WHAT TO PRODUCE
Copy every entry below word for word, leaving nothing out.

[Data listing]
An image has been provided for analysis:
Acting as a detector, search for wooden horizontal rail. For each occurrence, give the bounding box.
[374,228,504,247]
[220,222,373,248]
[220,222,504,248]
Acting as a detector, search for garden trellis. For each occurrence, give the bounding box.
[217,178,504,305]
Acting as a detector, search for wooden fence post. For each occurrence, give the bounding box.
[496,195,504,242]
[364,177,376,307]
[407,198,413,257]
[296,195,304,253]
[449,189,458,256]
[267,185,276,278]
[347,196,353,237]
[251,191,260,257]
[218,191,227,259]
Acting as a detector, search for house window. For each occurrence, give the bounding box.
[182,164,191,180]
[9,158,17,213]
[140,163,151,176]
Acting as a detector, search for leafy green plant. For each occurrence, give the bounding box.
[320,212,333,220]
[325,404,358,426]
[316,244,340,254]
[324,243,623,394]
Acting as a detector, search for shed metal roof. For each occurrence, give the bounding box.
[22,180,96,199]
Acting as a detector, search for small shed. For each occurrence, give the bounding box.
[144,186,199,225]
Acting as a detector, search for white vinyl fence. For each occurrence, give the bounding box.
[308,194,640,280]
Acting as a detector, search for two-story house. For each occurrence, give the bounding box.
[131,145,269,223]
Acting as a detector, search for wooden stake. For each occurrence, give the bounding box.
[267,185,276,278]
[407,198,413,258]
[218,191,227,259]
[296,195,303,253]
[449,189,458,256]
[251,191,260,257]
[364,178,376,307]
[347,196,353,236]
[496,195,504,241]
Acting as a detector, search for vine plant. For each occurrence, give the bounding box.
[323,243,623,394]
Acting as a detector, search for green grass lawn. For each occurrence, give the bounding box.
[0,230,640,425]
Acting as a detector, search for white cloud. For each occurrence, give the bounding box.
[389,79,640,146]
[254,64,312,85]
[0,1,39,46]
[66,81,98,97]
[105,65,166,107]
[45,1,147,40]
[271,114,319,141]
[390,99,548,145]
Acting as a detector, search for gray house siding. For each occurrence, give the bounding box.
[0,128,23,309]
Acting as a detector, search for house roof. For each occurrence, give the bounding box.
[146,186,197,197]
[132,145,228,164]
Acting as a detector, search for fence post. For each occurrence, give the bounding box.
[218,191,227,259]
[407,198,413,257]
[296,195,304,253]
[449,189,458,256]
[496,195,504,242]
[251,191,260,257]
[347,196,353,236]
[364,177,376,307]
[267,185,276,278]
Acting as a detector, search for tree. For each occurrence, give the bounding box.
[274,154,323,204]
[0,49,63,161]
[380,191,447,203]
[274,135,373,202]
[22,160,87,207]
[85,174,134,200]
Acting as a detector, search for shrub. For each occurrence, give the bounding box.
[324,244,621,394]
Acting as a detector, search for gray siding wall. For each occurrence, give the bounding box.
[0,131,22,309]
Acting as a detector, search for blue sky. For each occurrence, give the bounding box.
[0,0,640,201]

EXPECTED ANSWER
An image has been provided for analysis:
Acting as a detector, search for wooden horizontal rail. For each occurrence, give the bounding box.
[374,228,504,247]
[220,222,373,248]
[220,222,504,248]
Acting as a detector, search for garden trellis. For each occurrence, give the bounding box.
[217,178,504,305]
Acting as a detector, search for wooden fence post. For each occurrence, give the bounding box.
[496,195,504,242]
[364,177,376,307]
[407,198,413,257]
[296,195,304,253]
[449,189,458,256]
[267,185,276,278]
[347,196,353,237]
[251,191,260,257]
[218,191,227,259]
Acting as a detector, search for house window. For each occurrence, give the bounding box.
[182,164,191,180]
[9,158,17,213]
[140,163,151,176]
Acting as a detector, search for leafy green plant. For each occurrence, give the bounding box.
[320,212,333,220]
[325,404,358,426]
[316,244,340,254]
[324,243,623,394]
Acting as a detector, search for shed metal roof. For each occurrence, give the bounding box.
[22,180,96,199]
Acting as a detector, search for small shed. For each occurrence, give the bounding box.
[144,186,199,225]
Acting as a detector, search for white vinyl fence. For each occurrence, give the bounding box.
[308,194,640,280]
Acting as a detector, search for two-story house. For each occurrence, give the bounding box.
[131,145,269,223]
Acting as a detector, search for wooden stake. For each occurrence, give the bounding box.
[267,185,276,278]
[407,198,413,258]
[218,191,227,259]
[296,195,303,253]
[449,189,458,256]
[251,191,260,257]
[364,178,376,307]
[347,196,353,236]
[496,195,504,241]
Acting as a detector, search for vine plant. For each occurrence, give the bounding box.
[323,243,623,394]
Acting as a detector, search for green grass lawn. For each occurrence, give the bounding box.
[0,230,640,425]
Acting as a detector, search for white cloud. For each occurrence, give the bounding box.
[389,79,640,146]
[254,64,312,85]
[0,1,39,46]
[66,81,98,97]
[105,65,166,107]
[45,1,147,40]
[271,114,319,141]
[390,99,548,145]
Acting as a detector, search for gray house siding. For each occurrence, give the bounding box.
[0,128,23,309]
Acting as a detector, search for house roof. For each occurrence, give the bounding box.
[146,186,197,197]
[132,145,228,164]
Acting as a detector, search for fence post. For each occurrence, give the bounding box.
[218,191,227,259]
[407,198,413,257]
[296,195,304,253]
[449,189,458,256]
[496,195,504,242]
[251,191,260,257]
[347,196,353,236]
[364,177,376,307]
[267,185,276,278]
Acting as a detector, search for tree. For each occurrence, give the bounding box.
[274,154,323,204]
[0,49,63,161]
[380,191,447,203]
[274,135,373,202]
[22,160,87,207]
[85,174,134,200]
Acting as a detector, search for shrub. For each occurrence, give the bounding box.
[324,244,621,394]
Acting as a detector, search for gray siding wall. For each occurrence, give the bounding box.
[0,131,22,309]
Acting as a detector, search for blue sky. For each occurrence, give the bounding box.
[0,0,640,201]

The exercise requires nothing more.